Findings
Houston, Texas
Volume 7, Issue 6
June 2009

Research points to need for comprehensive primary care for minorities

By Glenna Picton

Jean Raphael, M.D., M.P.H.
Jean Raphael, M.D., M.P.H.

Recent research by Baylor College of Medicine researchers and others points to the need for a medical home for minorities that would decrease visits to the emergency room and lower health care costs.

The medical home should provide access to comprehensive, accessible, family-centered, culturally-sensitive, compassionate, coordinated and continuous care, said Jean Raphael, M.D., M.P.H., lead author of the research and assistant professor of pediatrics at BCM.

The research was presented recently at the Pediatric Academic Societies Annual Meeting in Baltimore.

"Minorities tend to use emergency room care more than Caucasians, meaning this group is not receiving adequate primary care," said Raphael, also an attending physician at Texas Children's Hospital. "We believe having a 'medical home' or expanded model of primary care can help reduce these inequities and could decrease overall health care costs due to unnecessary emergency care."

Medical home

"With just a usual source of care, you may not have access to integrated health care delivery, including appropriate referrals, timely care, interpreter services, or culturally sensitive communication with your primary care physician," said Raphael. "The medical home serves as your partner, your built-in care, your home base for receiving health care."

Usual source of care is defined by Raphael as a place you go for well and sick visits but may not receive care beyond that.

Raphael and colleagues at BCM used data from the 2005-2006 National Survey of Children with Special Health Care Needs (36,864 children, from birth to age 17) to analyze racial/ethnic disparities in emergency room use to determine if having a medical home, as opposed to a usual source of care, helped reduce these disparities.

ER visits

The researchers found that the odds of having one or more emergency room visits versus none were higher for black, Hispanic and other children when compared to white children.

Odds increased for blacks after adjusting for socio-demographic variables. Children who had just a usual source of care were more likely to visit the emergency room than those who had a medical home.

→ **INPUT DATA**

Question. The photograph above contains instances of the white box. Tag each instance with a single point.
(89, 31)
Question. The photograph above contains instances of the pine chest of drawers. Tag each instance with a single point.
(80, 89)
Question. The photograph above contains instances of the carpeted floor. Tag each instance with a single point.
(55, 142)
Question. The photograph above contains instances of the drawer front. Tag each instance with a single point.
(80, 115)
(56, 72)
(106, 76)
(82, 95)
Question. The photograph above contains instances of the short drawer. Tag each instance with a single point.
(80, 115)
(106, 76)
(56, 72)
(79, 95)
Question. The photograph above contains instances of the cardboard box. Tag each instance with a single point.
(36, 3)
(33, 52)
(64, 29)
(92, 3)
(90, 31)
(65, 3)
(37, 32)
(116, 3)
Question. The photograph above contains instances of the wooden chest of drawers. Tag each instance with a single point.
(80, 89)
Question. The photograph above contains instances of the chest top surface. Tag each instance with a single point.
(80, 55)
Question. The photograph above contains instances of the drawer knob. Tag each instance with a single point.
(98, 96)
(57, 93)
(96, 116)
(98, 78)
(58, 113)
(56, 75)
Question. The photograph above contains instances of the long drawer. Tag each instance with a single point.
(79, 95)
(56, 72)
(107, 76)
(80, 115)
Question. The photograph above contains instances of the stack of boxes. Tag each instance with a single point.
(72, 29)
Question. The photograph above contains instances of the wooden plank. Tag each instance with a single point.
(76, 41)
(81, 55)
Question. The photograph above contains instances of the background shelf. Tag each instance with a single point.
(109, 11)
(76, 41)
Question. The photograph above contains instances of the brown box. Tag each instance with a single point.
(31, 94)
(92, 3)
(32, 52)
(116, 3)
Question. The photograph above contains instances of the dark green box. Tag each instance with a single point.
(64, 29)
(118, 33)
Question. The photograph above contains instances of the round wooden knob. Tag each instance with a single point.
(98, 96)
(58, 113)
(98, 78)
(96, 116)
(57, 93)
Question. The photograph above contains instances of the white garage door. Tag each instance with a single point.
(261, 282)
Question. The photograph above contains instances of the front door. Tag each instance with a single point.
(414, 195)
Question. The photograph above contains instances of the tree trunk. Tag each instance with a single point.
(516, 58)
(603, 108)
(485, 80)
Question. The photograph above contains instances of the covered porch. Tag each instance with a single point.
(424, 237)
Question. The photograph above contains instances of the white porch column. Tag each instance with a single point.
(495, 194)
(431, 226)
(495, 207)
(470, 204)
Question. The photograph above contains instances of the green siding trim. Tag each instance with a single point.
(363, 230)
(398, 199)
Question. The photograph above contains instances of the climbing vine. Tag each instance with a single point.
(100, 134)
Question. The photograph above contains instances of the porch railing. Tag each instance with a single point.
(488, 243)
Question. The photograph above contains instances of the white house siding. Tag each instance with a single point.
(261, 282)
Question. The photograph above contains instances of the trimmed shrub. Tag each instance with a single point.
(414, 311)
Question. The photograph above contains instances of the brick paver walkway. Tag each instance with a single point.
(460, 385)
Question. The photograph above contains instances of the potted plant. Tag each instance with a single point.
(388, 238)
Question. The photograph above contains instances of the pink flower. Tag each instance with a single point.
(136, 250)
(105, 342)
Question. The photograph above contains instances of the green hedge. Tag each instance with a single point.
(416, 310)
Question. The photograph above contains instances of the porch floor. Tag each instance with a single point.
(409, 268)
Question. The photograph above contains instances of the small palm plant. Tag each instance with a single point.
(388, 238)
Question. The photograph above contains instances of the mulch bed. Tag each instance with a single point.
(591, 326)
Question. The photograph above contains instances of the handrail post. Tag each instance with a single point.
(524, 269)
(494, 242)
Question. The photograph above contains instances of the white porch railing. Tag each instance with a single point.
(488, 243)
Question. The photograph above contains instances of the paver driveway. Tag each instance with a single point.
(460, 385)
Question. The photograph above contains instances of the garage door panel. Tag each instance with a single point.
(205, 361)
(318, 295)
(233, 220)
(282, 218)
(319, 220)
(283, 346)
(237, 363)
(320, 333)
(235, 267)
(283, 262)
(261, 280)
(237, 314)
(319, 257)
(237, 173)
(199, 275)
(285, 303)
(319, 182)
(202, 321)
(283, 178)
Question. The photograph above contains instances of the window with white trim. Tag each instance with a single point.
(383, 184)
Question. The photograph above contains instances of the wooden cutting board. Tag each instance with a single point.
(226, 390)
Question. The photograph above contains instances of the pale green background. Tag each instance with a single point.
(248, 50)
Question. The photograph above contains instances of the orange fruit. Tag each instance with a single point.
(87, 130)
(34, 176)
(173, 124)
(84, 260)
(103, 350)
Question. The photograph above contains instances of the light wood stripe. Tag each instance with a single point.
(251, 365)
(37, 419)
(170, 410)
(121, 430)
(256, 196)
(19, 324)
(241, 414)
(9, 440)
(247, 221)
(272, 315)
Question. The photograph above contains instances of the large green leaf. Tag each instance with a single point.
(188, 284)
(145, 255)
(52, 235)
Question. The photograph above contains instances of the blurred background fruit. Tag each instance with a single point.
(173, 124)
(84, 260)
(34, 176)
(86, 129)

→ **EXERCISES**
(a) Reproduce the passage of the article on primary care for minorities from "The researchers found" to "a medical home.".
(b) Carry the article on primary care for minorities further, beginning after its final sentence.

→ **RESPONSES TO THE TASKS**
(a)
The researchers found that the odds of having one or more emergency room visits versus none were higher for black, Hispanic and other children when compared to white children.

Odds increased for blacks after adjusting for socio-demographic variables. Children who had just a usual source of care were more likely to visit the emergency room than those who had a medical home.

(b)
Racial/ethnic disparities in emergency room utilization were reduced when children had medical homes as opposed to a usual source of care. Raphael said the findings could have policy implications.

"If we see that having a medical home can reduce these disparities, it should be pursued on a policy level to have more practices adopt this model of care," he said. "We hope this can help reduce other disparities and health care costs overall."

Expanding services

"The (U.S.) Centers for Medicare and Medicaid Services have been doing a lot of successful work on the adult side, working with primary care practices to provide medical home care to encourage savings and improve health care quality," said Raphael.

"If it does improve care and reduce disparities, it should be adapted on a wider basis for children as well."

At least 15 percent of children have special health care needs, Raphael said. "These are kids with severe chronic disease ranging from severe asthma to children who need tubes to feed and breathe," said Raphael. "This group is of particular interest, as it represents a resource-intense and medically fragile population."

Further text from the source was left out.